▸ Texto extraído
--------------------

Cada uno de nosotros compramos víveres como para ir de camping: panes, latas de atún, de jamón, frejoles, arroz, galletas, fideos y otros comestibles secos, pero había un problema. Pregunté: ¿quién sabía cocinar? y de los cinco que estuvimos en ese momento poniendo los víveres en los anaqueles de la cocina, faltaba Quesadita, nadie sabía. Oh pequeño gran inconveniente pensé en mis adentros, hasta que éste arribó presuroso para comentarnos que el portero del club le dijo que el mercado estaba cerrado por refacciones hasta octubre; sin pensarlo dos veces Víctor, en un arranque de picardía, le dijo a Quesadita que por unanimidad él había sido designado para preparar el almuerzo de ese día, no quedándole a nuestro nuevo cocinero más que aceptar el encargo a regañadientes, diciendo que sabe muy poco o nada de cocinar.

Al momento de sacar su ropa y provisiones, a Kike se le cae al piso una botella grande de ron Cartavio. Lo devoramos con las miradas, el envase completamente destrozado, líquido regado en el piso. Todos miramos con furia a Kike, ¡una botella grande de ron menos!, de inmediato efectuamos un inventario de existencias… de trago: siete chatas de ron Pomalca, dos botellas grandes de ron Pomalca, una de pisco “saca roncha”, una damajuana de cachina –comprada en los alrededores de la plaza de Acho por Víctor-, y seis botellas familiares de Coca Cola (envases de vidrio, en esa época no habían de plástico), pensamos que no estaba mal el stock, nos debía durar, calculamos, para toda la expedición.

Era casi mediodía, el plan que elaboramos para ese lunes era almorzar y salir de pesca y lo que saquemos sería el rancho de la noche. Aquel día nos dimos cuenta que Quesadita era un cocinero excepcional, como buen hermano menor de cuatro, y por ser el más benjamín, los mayores le quitaban parte de su almuerzo y cena, no quedándole a nuestro compañero más que aprender a cocinar desde los diez años y no quedarse con hambre. Para el almuerzo nuestro amigo preparó arroz con frejoles y filetes de jamón; estuvo buenísimo, un manjar, y lógicamente por consenso fue nombrado nuestro maestro culinario.

--------------------

▸ Datos proporcionados

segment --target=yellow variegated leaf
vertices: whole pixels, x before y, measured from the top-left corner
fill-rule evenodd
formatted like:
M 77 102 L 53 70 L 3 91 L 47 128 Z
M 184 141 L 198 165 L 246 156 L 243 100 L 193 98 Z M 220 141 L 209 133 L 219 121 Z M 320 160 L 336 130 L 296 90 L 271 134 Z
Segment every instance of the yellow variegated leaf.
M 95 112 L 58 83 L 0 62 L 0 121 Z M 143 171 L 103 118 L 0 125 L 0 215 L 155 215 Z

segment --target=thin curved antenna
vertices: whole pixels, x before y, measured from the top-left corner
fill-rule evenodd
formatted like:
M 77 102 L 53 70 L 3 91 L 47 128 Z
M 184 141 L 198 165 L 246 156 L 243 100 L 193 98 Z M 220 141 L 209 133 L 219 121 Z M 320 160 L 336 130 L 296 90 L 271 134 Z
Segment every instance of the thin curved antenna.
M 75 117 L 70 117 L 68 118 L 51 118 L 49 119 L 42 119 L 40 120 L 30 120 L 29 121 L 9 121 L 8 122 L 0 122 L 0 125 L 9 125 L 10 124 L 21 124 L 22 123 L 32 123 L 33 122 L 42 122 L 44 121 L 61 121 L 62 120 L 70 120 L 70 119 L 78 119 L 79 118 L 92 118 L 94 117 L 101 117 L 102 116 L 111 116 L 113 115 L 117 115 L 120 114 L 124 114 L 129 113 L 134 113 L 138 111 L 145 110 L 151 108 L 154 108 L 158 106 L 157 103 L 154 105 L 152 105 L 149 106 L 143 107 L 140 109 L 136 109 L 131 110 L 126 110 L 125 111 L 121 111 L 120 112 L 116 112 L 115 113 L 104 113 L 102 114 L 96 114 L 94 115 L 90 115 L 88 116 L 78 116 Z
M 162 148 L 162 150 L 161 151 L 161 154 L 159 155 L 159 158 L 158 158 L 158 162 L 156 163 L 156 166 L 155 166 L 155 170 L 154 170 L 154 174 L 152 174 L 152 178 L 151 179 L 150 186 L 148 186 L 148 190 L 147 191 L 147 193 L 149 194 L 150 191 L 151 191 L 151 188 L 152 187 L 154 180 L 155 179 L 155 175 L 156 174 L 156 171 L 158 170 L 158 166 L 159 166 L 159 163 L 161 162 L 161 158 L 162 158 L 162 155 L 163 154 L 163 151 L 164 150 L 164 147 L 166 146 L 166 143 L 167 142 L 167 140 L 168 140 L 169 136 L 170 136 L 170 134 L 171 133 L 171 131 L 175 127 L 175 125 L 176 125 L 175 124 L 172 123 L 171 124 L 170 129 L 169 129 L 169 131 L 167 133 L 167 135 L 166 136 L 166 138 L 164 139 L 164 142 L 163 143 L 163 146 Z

--------------------

▸ Ejercicios
- 1) Haz una lista de todas las bebidas que aparecen en el inventario de trago del relato de la expedición.
- 2) Según el relato de la expedición, ¿son ciertas estas frases? (a) Ninguno de los cinco que ponían los víveres en los anaqueles sabía cocinar. (b) El mercado estaba abierto. (c) Para el almuerzo, Quesadita preparó pescado. Responde sí o no a cada una y cita las palabras del relato que lo deciden.
- 3) Sigue escribiendo el relato de la expedición a partir de su última oración.

▸ Respuestas
- 1)
- siete chatas de ron Pomalca
- dos botellas grandes de ron Pomalca
- una de pisco "saca roncha"
- una damajuana de cachina
- seis botellas familiares de Coca Cola

- 2)
(a) Sí: "de los cinco que estuvimos en ese momento poniendo los víveres en los anaqueles de la cocina, faltaba Quesadita, nadie sabía".
(b) No: "el mercado estaba cerrado por refacciones hasta octubre".
(c) No: "nuestro amigo preparó arroz con frejoles y filetes de jamón".

- 3)
A eso de las 2.30 pm, Hugo conversó con el encargado del Yatch Club para que un motorista nos lleve en un bote pequeño -que tenía su padre acoderado en el club- a pescar en medio del mar. Para la mayoría de nosotros fue una experiencia nueva, a excepción de Hugo y Quesadita. El motorista, como buen hombre de mar, nos preparó la carnada para coger buena pesca. Pidió un par de pescados pequeños a uno de sus colegas, y cuando llegamos a medio del mar, apagó el fuera de borda y se puso a elaborar varias carnadas descuartizando con un filudo cuchillo ambos peces para que los podamos colocar en nuestros anzuelos. Yo por esos años no comía pescado, más que todo, asumo, por su penetrante olor y porque en casa a mi padre nunca le gustó. El fuerte olor de los pedazos de pescado, la marea que estaba ligeramente movida, más la lenta digestión del suculento almuerzo preparado por Quesadita, hizo que tenga mareos y náuseas, paralelamente Kike y Jorge estaban en lo mismo que yo, que fui el primero en vomitar, eliminé todo el almuerzo, desayuno y creo que la cena del día anterior; me sucedieron luego ellos. Ante este panorama, optamos por la retirada, siendo la pesca de la jornada cuatro “borrachos” -pescaditos de poca monta- y tres pálidos y desmejorados salesianos.

Llegamos a tierra, fuimos a la casa para descansar y luego de transcurridas algo de tres horas, estuvimos los seis como nuevos y expeditos para la próxima aventura: tomarnos los primeros tragos del paseo, pero teníamos hambre, había que “hacer la camita”. Cada uno devoró tres o cuatro sándwiches de atún (yo panes con mantequilla y jamón enlatado) y listo. Había llegado la hora del brindis: por estar juntos en la playa, por estar en grupo disfrutando las vacaciones y porque al día siguiente Hugo nos iba a llevar a conocer una playa, que decía, van puros tablistas y unas chicas muy bonitas.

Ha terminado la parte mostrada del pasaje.